EXERCISE INSTRUCTIONS = Find every line in the records below that contains the word "order", matching case exactly, and copy each of those lines in full.

Segmentation mask data =
□ □ □ □ □ □ □

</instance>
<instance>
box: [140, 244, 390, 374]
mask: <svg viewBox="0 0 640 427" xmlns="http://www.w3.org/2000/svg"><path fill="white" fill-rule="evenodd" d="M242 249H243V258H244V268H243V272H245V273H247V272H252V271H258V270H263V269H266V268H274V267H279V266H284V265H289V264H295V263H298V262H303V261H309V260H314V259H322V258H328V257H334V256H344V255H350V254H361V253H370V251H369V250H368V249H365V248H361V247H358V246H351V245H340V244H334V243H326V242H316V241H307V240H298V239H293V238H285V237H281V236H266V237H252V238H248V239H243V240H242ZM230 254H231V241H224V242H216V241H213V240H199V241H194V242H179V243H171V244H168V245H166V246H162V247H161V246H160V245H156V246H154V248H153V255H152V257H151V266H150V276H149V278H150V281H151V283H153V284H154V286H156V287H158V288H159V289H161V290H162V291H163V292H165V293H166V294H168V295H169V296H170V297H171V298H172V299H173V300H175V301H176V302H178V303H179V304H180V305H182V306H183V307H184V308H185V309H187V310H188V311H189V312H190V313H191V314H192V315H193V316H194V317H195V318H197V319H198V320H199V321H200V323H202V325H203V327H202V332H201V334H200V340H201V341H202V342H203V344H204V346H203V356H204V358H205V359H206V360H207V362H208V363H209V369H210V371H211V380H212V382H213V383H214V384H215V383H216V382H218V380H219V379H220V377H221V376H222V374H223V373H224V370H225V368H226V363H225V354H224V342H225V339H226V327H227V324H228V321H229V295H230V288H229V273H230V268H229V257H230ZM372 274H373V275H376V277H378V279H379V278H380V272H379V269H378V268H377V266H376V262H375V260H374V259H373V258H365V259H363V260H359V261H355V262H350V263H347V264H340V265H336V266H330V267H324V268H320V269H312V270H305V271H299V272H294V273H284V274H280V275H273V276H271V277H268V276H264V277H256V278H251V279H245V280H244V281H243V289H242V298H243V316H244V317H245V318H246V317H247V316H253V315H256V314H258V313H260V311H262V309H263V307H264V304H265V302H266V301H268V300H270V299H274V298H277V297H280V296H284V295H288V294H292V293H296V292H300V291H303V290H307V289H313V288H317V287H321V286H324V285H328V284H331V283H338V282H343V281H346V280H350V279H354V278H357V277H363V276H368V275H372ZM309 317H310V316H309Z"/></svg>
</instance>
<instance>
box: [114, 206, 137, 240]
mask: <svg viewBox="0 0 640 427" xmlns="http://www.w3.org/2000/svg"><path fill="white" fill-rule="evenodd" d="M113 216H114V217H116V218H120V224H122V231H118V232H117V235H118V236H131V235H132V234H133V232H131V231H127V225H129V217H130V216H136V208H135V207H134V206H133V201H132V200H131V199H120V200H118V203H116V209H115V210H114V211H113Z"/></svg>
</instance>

□ □ □ □ □ □ □

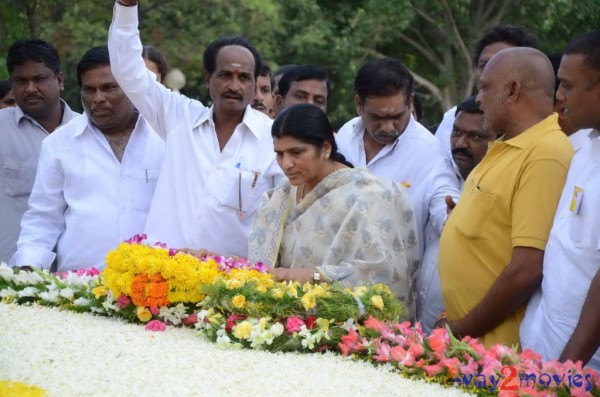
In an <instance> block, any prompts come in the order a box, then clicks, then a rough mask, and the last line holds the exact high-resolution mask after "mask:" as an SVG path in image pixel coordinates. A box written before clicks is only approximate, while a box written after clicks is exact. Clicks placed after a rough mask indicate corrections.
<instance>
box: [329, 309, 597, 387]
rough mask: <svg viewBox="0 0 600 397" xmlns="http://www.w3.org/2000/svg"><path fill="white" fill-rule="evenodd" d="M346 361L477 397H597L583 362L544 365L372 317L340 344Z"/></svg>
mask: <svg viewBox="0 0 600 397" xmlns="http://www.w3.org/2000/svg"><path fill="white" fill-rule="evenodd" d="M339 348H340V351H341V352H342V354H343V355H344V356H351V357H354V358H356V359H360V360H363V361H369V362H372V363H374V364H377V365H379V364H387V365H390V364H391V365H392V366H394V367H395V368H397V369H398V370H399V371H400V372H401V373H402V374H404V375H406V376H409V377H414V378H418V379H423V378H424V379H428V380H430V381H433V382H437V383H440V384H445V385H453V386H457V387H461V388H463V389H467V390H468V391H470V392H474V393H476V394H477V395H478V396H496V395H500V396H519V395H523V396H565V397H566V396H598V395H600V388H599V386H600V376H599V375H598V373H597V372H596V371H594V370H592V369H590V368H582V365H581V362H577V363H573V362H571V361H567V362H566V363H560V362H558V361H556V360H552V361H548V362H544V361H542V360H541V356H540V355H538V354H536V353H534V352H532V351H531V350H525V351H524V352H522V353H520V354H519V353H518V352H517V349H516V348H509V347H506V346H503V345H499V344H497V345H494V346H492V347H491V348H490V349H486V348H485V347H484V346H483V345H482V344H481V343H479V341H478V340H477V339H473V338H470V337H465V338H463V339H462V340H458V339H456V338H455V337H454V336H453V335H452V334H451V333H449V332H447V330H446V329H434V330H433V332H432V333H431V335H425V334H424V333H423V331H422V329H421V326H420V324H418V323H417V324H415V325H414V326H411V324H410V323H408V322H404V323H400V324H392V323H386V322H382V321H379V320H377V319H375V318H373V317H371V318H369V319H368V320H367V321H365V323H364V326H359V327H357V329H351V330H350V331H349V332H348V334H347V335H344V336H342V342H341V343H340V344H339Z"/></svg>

□ □ □ □ □ □ □

THE ANSWER =
In an <instance> block, any prompts come in the order a box, then clicks, then a rough mask, and the last line holds the exact high-resolution mask after "mask:" as an SVG path in image pixel coordinates. A box written before clicks is only approximate, while a box written after clicks is exact. Clicks placed after a rough mask indicate corrections.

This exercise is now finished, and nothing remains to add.